Dataset entries

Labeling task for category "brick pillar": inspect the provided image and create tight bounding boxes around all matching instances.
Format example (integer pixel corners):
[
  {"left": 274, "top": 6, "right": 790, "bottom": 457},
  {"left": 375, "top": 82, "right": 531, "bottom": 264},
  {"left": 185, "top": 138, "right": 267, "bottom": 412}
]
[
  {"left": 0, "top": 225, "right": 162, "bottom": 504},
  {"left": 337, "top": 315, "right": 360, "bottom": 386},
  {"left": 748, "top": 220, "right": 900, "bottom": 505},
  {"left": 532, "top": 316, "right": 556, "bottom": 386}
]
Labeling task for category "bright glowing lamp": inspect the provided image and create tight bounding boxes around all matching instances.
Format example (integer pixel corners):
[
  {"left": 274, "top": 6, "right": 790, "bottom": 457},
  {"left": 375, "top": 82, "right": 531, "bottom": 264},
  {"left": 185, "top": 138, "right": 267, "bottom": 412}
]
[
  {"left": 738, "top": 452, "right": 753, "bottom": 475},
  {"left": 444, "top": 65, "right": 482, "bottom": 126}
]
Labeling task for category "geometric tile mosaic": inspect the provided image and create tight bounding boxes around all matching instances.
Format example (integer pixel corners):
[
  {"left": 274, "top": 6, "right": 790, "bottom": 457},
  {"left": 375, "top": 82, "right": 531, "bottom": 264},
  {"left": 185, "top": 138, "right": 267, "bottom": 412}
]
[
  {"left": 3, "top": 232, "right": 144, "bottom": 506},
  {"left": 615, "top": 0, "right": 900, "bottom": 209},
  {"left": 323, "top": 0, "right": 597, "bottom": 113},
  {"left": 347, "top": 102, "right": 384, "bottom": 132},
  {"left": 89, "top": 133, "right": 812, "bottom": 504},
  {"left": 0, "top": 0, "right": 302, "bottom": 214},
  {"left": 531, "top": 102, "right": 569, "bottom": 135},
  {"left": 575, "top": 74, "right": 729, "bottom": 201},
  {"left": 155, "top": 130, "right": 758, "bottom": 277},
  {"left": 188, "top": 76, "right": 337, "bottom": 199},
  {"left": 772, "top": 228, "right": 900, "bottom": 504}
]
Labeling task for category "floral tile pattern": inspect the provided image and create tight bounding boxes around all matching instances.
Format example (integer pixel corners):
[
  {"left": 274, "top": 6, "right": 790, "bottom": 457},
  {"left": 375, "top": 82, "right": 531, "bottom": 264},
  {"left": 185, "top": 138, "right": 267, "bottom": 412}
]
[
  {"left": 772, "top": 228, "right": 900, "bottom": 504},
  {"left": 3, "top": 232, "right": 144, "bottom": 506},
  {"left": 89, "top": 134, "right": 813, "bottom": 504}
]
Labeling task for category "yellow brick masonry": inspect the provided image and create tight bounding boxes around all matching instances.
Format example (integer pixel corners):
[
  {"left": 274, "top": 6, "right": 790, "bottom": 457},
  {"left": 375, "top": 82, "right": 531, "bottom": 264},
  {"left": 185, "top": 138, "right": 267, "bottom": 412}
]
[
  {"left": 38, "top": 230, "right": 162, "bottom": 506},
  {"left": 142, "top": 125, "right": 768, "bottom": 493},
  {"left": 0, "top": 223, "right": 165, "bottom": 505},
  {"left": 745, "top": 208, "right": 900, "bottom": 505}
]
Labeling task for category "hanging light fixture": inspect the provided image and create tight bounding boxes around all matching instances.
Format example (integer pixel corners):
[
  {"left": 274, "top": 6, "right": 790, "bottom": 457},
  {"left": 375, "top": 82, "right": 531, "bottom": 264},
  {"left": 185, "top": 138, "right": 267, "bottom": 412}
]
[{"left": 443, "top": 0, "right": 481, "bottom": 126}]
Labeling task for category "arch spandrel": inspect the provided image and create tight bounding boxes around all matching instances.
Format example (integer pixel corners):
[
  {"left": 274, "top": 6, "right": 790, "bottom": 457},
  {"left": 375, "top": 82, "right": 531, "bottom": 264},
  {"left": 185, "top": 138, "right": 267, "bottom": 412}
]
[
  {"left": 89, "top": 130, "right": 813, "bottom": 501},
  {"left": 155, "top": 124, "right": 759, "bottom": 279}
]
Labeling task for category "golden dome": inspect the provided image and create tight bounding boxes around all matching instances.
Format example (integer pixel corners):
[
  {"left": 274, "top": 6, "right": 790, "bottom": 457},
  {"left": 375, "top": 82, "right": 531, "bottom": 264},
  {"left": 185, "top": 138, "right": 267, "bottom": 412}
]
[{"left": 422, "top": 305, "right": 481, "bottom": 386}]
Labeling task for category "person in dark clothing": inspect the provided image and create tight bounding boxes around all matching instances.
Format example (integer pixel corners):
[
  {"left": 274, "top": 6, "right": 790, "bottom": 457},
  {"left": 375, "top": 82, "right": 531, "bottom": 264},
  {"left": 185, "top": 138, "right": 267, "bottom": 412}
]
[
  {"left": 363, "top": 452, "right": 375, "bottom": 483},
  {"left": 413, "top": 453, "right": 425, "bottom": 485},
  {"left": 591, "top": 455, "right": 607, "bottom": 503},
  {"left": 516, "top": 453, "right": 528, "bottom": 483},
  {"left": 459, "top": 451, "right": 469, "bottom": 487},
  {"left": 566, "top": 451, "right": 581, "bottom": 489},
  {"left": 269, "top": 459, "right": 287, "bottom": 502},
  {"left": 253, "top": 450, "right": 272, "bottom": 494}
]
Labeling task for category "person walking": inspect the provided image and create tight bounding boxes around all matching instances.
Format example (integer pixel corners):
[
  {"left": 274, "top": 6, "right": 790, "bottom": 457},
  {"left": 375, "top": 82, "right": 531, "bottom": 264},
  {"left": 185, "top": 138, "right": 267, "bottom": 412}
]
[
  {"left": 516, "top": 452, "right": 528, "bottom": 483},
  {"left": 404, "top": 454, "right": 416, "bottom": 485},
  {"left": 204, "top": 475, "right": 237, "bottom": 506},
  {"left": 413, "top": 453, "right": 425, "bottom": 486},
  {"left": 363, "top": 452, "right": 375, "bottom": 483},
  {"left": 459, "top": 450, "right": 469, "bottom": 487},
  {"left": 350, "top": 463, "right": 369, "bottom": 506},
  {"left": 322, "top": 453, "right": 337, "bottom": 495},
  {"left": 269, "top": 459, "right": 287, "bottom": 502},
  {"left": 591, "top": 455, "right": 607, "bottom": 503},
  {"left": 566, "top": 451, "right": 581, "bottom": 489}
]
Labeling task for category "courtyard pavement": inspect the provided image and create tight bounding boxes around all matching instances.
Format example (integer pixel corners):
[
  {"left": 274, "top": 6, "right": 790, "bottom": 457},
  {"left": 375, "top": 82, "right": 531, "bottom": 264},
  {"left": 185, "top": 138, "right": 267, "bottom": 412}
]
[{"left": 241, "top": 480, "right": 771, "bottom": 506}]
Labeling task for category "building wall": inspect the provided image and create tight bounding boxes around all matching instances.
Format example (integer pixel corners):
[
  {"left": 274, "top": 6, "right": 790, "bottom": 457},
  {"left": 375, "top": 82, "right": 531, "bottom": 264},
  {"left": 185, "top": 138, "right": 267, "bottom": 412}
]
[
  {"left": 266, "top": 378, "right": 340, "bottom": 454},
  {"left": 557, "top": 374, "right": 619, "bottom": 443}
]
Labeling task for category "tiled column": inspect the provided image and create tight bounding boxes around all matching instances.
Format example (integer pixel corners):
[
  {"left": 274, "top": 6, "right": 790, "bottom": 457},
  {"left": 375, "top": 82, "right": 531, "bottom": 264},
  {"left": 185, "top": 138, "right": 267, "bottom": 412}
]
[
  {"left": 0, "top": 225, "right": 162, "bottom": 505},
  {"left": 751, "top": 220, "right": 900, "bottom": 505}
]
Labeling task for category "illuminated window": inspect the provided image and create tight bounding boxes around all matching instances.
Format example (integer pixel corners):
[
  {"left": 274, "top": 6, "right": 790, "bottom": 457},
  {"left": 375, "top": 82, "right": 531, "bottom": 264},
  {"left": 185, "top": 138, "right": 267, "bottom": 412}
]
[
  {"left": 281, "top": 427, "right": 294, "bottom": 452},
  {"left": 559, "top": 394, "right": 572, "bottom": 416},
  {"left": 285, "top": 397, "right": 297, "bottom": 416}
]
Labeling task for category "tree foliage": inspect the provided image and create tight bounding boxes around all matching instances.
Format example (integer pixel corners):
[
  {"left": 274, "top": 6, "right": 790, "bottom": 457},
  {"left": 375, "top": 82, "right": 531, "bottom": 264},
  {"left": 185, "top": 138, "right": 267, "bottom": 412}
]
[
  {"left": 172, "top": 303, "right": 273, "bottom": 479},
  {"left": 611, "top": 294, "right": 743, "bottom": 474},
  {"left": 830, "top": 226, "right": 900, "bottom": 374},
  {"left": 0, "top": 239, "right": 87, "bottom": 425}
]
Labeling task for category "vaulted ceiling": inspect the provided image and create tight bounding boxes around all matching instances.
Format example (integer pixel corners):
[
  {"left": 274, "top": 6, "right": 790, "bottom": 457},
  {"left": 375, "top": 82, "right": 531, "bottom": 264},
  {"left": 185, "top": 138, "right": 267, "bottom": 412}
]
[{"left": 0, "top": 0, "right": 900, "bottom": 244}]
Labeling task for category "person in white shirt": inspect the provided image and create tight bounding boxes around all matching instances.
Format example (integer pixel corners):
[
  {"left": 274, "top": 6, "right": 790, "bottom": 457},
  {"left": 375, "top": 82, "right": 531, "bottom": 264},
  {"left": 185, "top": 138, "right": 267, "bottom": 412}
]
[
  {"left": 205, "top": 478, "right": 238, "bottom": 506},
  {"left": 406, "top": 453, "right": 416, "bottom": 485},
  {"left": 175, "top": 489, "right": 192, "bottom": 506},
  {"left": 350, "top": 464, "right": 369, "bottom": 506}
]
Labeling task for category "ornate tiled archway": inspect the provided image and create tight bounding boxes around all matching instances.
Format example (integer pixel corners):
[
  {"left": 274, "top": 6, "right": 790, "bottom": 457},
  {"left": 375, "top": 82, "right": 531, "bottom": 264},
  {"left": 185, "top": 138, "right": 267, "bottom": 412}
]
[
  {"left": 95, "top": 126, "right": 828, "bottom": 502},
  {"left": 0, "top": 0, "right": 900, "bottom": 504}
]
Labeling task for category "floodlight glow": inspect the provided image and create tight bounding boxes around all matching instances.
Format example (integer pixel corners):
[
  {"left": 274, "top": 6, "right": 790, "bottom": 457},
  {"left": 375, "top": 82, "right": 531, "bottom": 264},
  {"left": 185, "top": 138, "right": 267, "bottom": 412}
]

### What is asked:
Count the lines in the listing above that contain the string "brick", treating uppercase and lowercase as distinct, and give only the number.

### Reply:
2